■ Text passage:
──────────────────────────────

Minutes for a Pension Commencement
To start a pension, the Trustees have to minute this decision. Download this sample minutes to start your pension (just add your own SMSF details in).
Q: Do I need to close down the SMSF and start a new one for pension?
A: No, you continue on in your existing SMSF. Trustees need to minute the pension commencement. The advantage of starting a pension in your existing SMSF is a tax saving. Capital gains from shares bought and other assets when you were in accumulation phase, then sold after you commence pension is tax free.
Q: What do I need to do to commence either a transition to retirement pension or an account based pension?
A: You should ensure that the conversion from accumulation to pension is effective and appropriately documented.
Q: Can a transition to retirement pension be cashed as a lump sum?
A: No – a transition to retirement pension cannot be cashed as a lump sum. There is a minimum that has to be taken of 4% and the maximum that can be withdrawn is 10%. However, the withdrawal rate can be compounded. For example:
A Trustee has $100,000 in his Super Fund. He withdraws a transition to retirement pention of 10%, leaving $90,000 left in the Super Fund. In the same year, he can take out another 10% of the remaining amount of $90,000.
Q: Can I commence a pension and still contribute to the SMSF?

──────────────────────────────

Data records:
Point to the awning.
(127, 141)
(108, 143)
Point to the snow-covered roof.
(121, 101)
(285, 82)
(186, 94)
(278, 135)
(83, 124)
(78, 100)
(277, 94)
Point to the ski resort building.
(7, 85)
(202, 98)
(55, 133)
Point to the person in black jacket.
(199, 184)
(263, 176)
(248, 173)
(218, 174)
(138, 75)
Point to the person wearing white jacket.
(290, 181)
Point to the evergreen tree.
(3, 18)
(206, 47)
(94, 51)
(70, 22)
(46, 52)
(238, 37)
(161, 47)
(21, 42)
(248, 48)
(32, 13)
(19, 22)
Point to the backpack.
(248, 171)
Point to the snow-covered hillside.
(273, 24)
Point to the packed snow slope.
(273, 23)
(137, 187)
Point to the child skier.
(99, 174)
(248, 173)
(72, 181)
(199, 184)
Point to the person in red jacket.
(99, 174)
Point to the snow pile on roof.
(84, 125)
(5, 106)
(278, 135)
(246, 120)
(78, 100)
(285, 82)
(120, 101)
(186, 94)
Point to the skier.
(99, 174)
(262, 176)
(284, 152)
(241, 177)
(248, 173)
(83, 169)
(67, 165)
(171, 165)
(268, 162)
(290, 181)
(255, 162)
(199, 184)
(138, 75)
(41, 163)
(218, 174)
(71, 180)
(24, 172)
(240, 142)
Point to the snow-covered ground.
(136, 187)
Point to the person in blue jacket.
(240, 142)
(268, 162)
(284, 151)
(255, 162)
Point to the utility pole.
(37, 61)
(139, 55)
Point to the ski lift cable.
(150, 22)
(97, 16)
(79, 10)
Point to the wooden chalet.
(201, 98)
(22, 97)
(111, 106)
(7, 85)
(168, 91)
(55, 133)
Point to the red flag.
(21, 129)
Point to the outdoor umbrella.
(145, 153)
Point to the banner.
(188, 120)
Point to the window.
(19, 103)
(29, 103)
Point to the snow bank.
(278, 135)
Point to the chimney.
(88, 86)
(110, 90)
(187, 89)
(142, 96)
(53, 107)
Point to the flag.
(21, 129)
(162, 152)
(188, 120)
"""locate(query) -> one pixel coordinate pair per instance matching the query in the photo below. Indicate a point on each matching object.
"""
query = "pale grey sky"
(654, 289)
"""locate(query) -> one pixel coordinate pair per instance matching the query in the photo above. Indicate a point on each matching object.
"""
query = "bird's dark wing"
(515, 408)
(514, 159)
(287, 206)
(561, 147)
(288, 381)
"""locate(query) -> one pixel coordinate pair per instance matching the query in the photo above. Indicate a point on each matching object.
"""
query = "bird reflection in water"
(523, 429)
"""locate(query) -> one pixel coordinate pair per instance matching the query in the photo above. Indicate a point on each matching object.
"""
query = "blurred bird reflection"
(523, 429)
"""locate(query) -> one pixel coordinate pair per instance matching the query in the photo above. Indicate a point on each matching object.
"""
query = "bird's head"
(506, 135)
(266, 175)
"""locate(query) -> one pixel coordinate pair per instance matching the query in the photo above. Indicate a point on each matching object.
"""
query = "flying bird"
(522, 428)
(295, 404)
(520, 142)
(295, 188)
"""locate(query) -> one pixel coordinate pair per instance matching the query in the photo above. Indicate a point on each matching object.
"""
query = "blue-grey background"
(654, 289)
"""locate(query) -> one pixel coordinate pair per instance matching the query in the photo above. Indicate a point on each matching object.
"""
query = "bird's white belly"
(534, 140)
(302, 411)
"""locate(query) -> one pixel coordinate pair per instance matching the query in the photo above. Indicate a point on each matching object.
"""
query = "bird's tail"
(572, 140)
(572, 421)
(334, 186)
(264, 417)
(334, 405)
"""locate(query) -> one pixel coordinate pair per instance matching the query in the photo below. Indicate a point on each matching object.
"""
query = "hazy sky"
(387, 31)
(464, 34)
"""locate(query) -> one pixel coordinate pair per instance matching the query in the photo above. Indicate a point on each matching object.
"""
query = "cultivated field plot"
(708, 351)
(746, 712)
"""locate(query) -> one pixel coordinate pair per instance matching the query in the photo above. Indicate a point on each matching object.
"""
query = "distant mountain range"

──────────────────────────────

■ Written request 1: What minimum and maximum withdrawal rates does the pension commencement text give for a transition to retirement pension?
■ Written request 2: List every line of the listing that contains the string "bird", treating uppercase and lowercase as distinct.

■ Worked solution 1: A minimum of 4% and a maximum of 10%.

■ Worked solution 2:
query = "bird's dark wing"
query = "bird reflection in water"
query = "blurred bird reflection"
query = "bird's head"
query = "flying bird"
query = "bird's white belly"
query = "bird's tail"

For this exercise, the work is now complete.